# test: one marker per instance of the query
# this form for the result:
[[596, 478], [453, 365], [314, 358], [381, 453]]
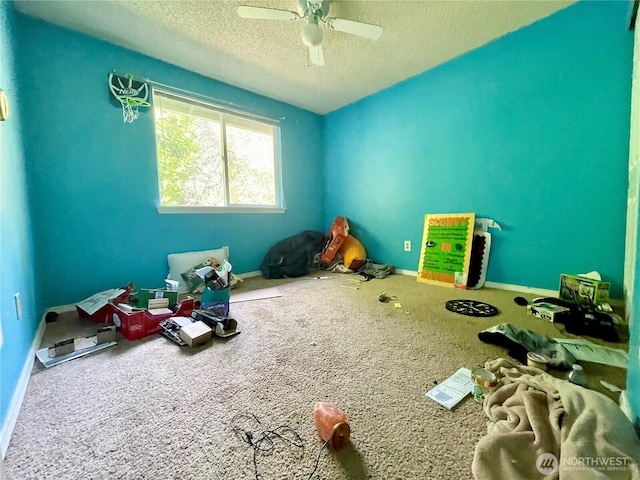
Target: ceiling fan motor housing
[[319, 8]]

→ The task
Reproduce every line of the data above verbatim, leaving out the picture.

→ Exercise output
# test: one marker per instance of the query
# this form for the result:
[[596, 478], [453, 365], [314, 358], [381, 453]]
Target: ceiling fan motor housing
[[319, 8]]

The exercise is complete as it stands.